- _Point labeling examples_
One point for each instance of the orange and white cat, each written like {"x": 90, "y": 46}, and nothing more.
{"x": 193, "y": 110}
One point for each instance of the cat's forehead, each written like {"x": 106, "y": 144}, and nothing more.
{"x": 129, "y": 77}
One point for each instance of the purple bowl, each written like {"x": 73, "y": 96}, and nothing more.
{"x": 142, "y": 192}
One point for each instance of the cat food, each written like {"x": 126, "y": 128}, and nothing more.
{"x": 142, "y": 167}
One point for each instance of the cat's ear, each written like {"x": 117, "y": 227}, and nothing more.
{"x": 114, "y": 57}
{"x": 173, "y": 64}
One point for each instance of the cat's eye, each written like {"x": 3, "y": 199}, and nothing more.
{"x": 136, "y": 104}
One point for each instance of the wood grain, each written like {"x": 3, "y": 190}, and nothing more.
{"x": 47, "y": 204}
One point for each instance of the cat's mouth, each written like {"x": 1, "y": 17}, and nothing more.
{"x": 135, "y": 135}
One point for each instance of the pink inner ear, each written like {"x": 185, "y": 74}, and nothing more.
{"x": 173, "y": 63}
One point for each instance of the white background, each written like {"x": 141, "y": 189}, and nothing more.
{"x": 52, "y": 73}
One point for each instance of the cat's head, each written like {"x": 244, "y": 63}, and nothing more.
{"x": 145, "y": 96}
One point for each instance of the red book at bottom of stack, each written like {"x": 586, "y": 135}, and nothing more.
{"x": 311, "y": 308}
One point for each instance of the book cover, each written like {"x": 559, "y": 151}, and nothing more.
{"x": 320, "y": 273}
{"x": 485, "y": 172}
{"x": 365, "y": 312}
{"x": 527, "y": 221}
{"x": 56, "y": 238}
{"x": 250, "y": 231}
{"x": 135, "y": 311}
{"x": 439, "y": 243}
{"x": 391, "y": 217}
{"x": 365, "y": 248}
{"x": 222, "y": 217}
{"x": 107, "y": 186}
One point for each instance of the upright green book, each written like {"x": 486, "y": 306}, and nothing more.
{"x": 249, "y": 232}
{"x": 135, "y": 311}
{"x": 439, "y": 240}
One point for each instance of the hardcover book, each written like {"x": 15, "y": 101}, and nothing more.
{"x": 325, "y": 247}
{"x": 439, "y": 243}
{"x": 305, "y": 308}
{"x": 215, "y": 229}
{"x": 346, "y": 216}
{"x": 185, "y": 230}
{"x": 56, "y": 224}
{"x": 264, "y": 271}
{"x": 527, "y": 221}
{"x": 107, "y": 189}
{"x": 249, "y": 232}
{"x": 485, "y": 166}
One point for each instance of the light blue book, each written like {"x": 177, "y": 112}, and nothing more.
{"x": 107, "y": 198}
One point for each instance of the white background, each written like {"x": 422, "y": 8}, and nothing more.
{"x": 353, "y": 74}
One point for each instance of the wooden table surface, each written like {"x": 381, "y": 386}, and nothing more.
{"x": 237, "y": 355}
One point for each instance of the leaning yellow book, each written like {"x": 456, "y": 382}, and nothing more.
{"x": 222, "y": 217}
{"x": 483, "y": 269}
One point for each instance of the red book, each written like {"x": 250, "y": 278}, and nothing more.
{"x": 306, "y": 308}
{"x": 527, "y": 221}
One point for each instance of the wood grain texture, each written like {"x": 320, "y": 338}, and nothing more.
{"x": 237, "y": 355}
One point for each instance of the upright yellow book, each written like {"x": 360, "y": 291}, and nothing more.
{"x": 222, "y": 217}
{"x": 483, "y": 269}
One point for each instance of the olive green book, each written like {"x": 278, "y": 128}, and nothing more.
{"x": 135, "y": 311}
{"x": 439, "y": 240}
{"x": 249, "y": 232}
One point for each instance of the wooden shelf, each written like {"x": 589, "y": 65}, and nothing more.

- _EXERCISE AIM_
Copy out every one of the rows above word for word, changing nothing.

- _THE RESULT_
One point for each instance of the orange and white cat, each written like {"x": 90, "y": 46}, and nothing more.
{"x": 193, "y": 110}
One point for each instance of the cat's forehead, each written like {"x": 106, "y": 144}, and nothing more.
{"x": 129, "y": 77}
One point for each instance of the purple bowl, each written like {"x": 73, "y": 96}, and nothing more.
{"x": 142, "y": 192}
One point for each instance of the cat food, each written like {"x": 126, "y": 128}, and nothing more.
{"x": 142, "y": 167}
One point for each instance of the cat's ear, each written like {"x": 117, "y": 227}, and nothing more.
{"x": 114, "y": 57}
{"x": 173, "y": 64}
One point for each instance of the cat's eye, each written like {"x": 3, "y": 199}, and nothing more.
{"x": 136, "y": 104}
One point for each instance of the wood grain, each written like {"x": 3, "y": 190}, and nothing more.
{"x": 47, "y": 204}
One point for each instance of the cat's mouth, each written like {"x": 1, "y": 17}, and nothing more.
{"x": 135, "y": 135}
One point for each instance of the pink inner ear, each written like {"x": 185, "y": 74}, and nothing more.
{"x": 173, "y": 63}
One point for each instance of the white background, each written like {"x": 141, "y": 189}, and nothing more.
{"x": 52, "y": 73}
One point for each instance of the cat's head, each written like {"x": 244, "y": 63}, and nothing more.
{"x": 145, "y": 96}
One point for each instance of the red book at bottom of stack, each written like {"x": 586, "y": 135}, and nothing more.
{"x": 311, "y": 308}
One point for each instance of the book cover, each written like {"x": 559, "y": 151}, and nothing more.
{"x": 320, "y": 273}
{"x": 485, "y": 172}
{"x": 365, "y": 312}
{"x": 527, "y": 221}
{"x": 56, "y": 238}
{"x": 250, "y": 231}
{"x": 135, "y": 311}
{"x": 439, "y": 243}
{"x": 391, "y": 217}
{"x": 365, "y": 248}
{"x": 222, "y": 217}
{"x": 107, "y": 186}
One point for each instance of the upright green book, each written like {"x": 486, "y": 306}, and nothing more.
{"x": 249, "y": 232}
{"x": 135, "y": 311}
{"x": 439, "y": 240}
One point for each instance of the hardcover book, each written like {"x": 15, "y": 101}, and nothing more.
{"x": 325, "y": 247}
{"x": 439, "y": 243}
{"x": 305, "y": 308}
{"x": 215, "y": 229}
{"x": 346, "y": 216}
{"x": 185, "y": 230}
{"x": 56, "y": 224}
{"x": 264, "y": 271}
{"x": 527, "y": 221}
{"x": 107, "y": 189}
{"x": 249, "y": 232}
{"x": 485, "y": 166}
One point for each instance of the light blue book, each written like {"x": 177, "y": 112}, and nothing more.
{"x": 107, "y": 198}
One point for each instance of the white background, each written like {"x": 422, "y": 8}, and nothing more.
{"x": 353, "y": 74}
One point for each instance of the wooden table surface, each written like {"x": 381, "y": 386}, and nothing more.
{"x": 237, "y": 355}
One point for each instance of the leaning yellow book, each written like {"x": 456, "y": 382}, and nothing more.
{"x": 222, "y": 217}
{"x": 483, "y": 269}
One point for each instance of the red book, each written like {"x": 250, "y": 278}, and nothing more.
{"x": 306, "y": 308}
{"x": 527, "y": 221}
One point for each instance of the wood grain texture, each written like {"x": 320, "y": 338}, and nothing more.
{"x": 237, "y": 355}
One point for each instance of the upright yellow book, each written like {"x": 360, "y": 291}, and nothing more.
{"x": 222, "y": 217}
{"x": 483, "y": 269}
One point for each instance of the olive green book, each written like {"x": 278, "y": 128}, and nothing more.
{"x": 135, "y": 311}
{"x": 439, "y": 240}
{"x": 249, "y": 232}
One point for each instance of the wooden shelf, each written like {"x": 589, "y": 65}, and nothing more.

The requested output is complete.